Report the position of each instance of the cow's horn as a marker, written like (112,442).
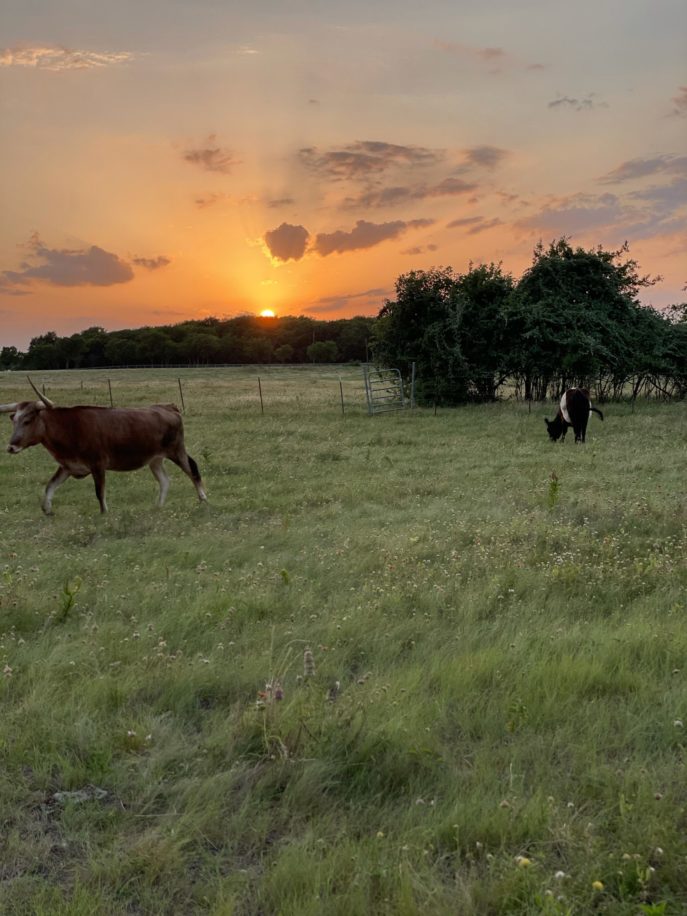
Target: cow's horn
(41,397)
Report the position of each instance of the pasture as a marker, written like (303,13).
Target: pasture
(491,717)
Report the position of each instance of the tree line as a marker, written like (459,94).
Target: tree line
(246,339)
(572,319)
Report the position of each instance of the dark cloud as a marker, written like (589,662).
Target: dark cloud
(287,242)
(586,104)
(640,168)
(364,235)
(365,158)
(91,266)
(680,102)
(485,156)
(211,157)
(151,263)
(393,196)
(51,57)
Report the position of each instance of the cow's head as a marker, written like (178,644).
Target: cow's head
(27,417)
(554,428)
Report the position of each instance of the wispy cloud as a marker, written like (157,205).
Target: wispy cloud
(364,235)
(473,225)
(92,266)
(364,158)
(211,157)
(52,57)
(641,168)
(151,263)
(333,304)
(587,103)
(495,58)
(279,202)
(488,157)
(680,102)
(420,249)
(640,215)
(287,242)
(393,196)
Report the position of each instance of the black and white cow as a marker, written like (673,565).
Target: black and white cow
(574,410)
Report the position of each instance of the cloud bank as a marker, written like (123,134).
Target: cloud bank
(364,158)
(364,235)
(287,242)
(92,266)
(51,57)
(211,157)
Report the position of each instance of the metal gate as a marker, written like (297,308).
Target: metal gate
(384,390)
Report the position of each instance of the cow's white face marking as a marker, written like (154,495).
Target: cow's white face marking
(18,418)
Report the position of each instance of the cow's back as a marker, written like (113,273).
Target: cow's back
(117,438)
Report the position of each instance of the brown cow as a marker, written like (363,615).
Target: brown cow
(92,440)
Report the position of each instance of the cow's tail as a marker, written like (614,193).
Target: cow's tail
(194,469)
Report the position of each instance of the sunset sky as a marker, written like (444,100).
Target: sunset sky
(165,160)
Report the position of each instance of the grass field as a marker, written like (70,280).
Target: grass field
(479,638)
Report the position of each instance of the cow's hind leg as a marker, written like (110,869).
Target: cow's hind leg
(99,481)
(157,467)
(183,460)
(57,479)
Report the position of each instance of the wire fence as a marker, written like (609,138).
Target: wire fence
(262,388)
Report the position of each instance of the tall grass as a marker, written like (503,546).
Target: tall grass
(496,718)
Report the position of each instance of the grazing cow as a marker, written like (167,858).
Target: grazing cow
(574,411)
(92,440)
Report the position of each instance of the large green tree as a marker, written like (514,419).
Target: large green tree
(452,327)
(574,317)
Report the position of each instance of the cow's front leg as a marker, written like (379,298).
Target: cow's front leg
(57,479)
(99,480)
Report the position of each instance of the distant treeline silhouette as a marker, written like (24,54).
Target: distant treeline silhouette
(573,318)
(246,339)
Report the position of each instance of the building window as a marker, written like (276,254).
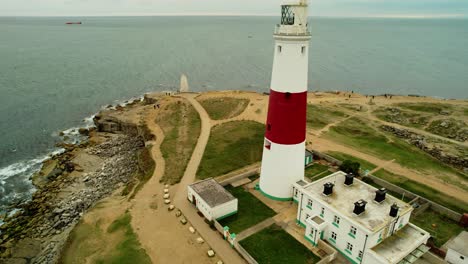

__The problem__. Find each line in the material above that contains the string "hind", matching case exactly, and copy every such line in full.

__Solution__.
Report the position of each instance of the cow's hind leg as a marker, written like (110,869).
Target: cow's hind leg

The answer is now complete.